■ VORLIEGENDES MATERIAL:
********
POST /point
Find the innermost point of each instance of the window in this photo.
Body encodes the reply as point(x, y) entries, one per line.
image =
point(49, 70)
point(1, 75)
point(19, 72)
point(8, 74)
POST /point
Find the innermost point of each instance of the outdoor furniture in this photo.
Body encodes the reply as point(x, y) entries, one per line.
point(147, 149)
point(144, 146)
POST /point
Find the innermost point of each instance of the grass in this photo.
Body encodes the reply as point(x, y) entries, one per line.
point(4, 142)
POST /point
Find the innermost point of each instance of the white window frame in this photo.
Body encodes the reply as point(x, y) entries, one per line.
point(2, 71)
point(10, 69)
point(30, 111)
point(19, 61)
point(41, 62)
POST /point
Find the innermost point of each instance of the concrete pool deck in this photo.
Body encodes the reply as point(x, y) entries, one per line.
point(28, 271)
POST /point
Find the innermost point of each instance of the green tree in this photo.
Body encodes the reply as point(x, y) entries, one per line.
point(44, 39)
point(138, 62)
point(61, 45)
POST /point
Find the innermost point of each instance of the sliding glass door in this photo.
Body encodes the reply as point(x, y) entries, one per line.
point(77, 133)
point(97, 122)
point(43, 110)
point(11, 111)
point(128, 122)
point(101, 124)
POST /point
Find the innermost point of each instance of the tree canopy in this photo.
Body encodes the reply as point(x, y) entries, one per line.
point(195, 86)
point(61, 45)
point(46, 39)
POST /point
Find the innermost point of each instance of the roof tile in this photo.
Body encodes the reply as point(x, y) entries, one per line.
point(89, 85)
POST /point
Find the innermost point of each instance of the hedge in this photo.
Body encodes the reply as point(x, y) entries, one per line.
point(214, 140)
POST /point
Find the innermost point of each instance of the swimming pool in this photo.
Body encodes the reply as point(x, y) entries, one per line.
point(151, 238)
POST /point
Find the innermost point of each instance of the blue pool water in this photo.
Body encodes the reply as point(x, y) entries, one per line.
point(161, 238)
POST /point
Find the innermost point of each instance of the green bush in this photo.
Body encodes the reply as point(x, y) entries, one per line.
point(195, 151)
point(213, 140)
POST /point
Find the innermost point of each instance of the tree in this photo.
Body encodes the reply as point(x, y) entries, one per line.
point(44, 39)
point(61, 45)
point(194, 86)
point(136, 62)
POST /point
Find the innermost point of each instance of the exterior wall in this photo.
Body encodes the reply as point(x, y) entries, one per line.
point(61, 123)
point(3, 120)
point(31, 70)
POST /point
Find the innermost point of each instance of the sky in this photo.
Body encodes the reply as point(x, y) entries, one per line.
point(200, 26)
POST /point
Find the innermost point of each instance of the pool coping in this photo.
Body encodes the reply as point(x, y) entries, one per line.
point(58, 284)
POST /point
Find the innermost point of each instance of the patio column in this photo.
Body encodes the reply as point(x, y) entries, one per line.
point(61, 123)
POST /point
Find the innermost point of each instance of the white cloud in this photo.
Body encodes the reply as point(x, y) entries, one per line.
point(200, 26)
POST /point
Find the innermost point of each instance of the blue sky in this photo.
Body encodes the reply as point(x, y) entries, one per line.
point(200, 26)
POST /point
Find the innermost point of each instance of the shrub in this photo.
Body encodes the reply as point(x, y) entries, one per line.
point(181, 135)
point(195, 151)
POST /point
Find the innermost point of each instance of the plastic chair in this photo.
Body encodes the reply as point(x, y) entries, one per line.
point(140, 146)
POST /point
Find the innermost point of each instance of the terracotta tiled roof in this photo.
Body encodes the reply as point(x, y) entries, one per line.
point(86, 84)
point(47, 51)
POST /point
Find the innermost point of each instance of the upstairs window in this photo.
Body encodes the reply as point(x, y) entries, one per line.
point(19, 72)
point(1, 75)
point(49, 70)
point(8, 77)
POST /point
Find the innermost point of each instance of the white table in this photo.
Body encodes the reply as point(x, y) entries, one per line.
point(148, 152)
********
■ ARBEITSAUFTRAG:
Benenne im gesamten Material "innermost point" in "central point" um und gib alle Zeilen ansonsten unverändert wieder.

■ LÖSUNG DER AUFGABE:
POST /point
Find the central point of each instance of the window in this photo.
Body encodes the reply as point(x, y) entries, one per line.
image =
point(49, 70)
point(1, 75)
point(19, 72)
point(8, 74)
POST /point
Find the central point of each instance of the outdoor furniture in this photo.
Body encodes the reply as point(x, y) entries, one per line.
point(147, 149)
point(144, 146)
POST /point
Find the central point of each instance of the grass in this photo.
Body encodes the reply as point(x, y) entries, one per line.
point(4, 142)
POST /point
Find the central point of each instance of the white window frame in this photo.
Body encodes the reply as point(x, y) entries, one per line.
point(2, 71)
point(10, 69)
point(30, 111)
point(19, 61)
point(41, 62)
POST /point
Find the central point of each instance of the concrete pool deck in this photo.
Body encodes the reply as point(x, y) entries, one per line.
point(28, 271)
POST /point
Find the central point of each instance of the green tree in this photo.
Body encodes the reply as point(x, y) entries, one per line.
point(44, 39)
point(138, 62)
point(61, 45)
POST /point
Find the central point of each instance of the sliding glass door in this photo.
Body encodes the reply as point(x, y) entries, one per line.
point(77, 133)
point(97, 122)
point(43, 110)
point(11, 111)
point(128, 122)
point(101, 124)
POST /point
Find the central point of each instance of the tree canopy in this photo.
Body encodes the reply as point(x, y) entries, one per line.
point(195, 86)
point(61, 45)
point(46, 39)
POST /point
Find the central point of each instance of the roof tile in this photo.
Body encodes the reply as point(x, y) entries, one per line.
point(89, 85)
POST /point
Find the central point of each instance of the hedge in this photo.
Body encodes the reply as point(x, y) entries, one per line.
point(214, 140)
POST /point
Find the central point of each instance of the swimming pool in this photo.
Body encodes the reply as point(x, y) entries, one per line.
point(151, 238)
POST /point
Find the central point of each instance of the blue pool water in this photo.
Body encodes the reply as point(x, y) entries, one per line.
point(161, 238)
POST /point
Find the central point of each instance of the green bush in this photo.
Body encodes the reply as point(x, y) entries, one per line.
point(195, 151)
point(213, 140)
POST /point
Find the central point of each instance of the tree in this photo.
Body encodes the reply as point(x, y) entries, one per line.
point(44, 39)
point(61, 45)
point(194, 86)
point(136, 62)
POST /point
Find the central point of each instance of the exterior wall in this photo.
Body encodes the reply as point(x, y) entries, one per line.
point(61, 123)
point(3, 120)
point(31, 70)
POST /point
Find the central point of each instance of the sky in this photo.
Body encodes the reply as point(x, y) entries, one per line.
point(200, 26)
POST /point
Find the central point of each instance of the pool coping in this photo.
Body encodes the reply as point(x, y) entries, one per line.
point(58, 284)
POST /point
Find the central point of each instance of the patio column in this photo.
Body encodes the reply as point(x, y) entries, one per line.
point(61, 123)
POST /point
Find the central point of each instance of the white cloud in this photo.
Body encodes the reply as point(x, y) entries, one per line.
point(200, 26)
POST /point
Find the central point of each instance of the blue sky in this photo.
Body encodes the reply as point(x, y) entries, one per line.
point(200, 26)
POST /point
Find the central point of each instance of the shrub in this photo.
Body encodes the reply as point(x, y) entries, one per line.
point(181, 135)
point(195, 151)
POST /point
Find the central point of each instance of the plastic chair in this photo.
Body encodes the reply as point(x, y) entries, one per line.
point(140, 146)
POST /point
Find the central point of each instance of the terracotta tiled roof in this photo.
Body encodes the reply as point(x, y) entries, one per line.
point(86, 84)
point(47, 51)
POST /point
Find the central point of each instance of the upstairs window in this photo.
Body encodes the reply as point(x, y) entries, one per line.
point(19, 72)
point(1, 75)
point(49, 70)
point(8, 77)
POST /point
Find the central point of each instance of the white table in this photo.
Body encodes the reply as point(x, y) entries, one per line.
point(148, 152)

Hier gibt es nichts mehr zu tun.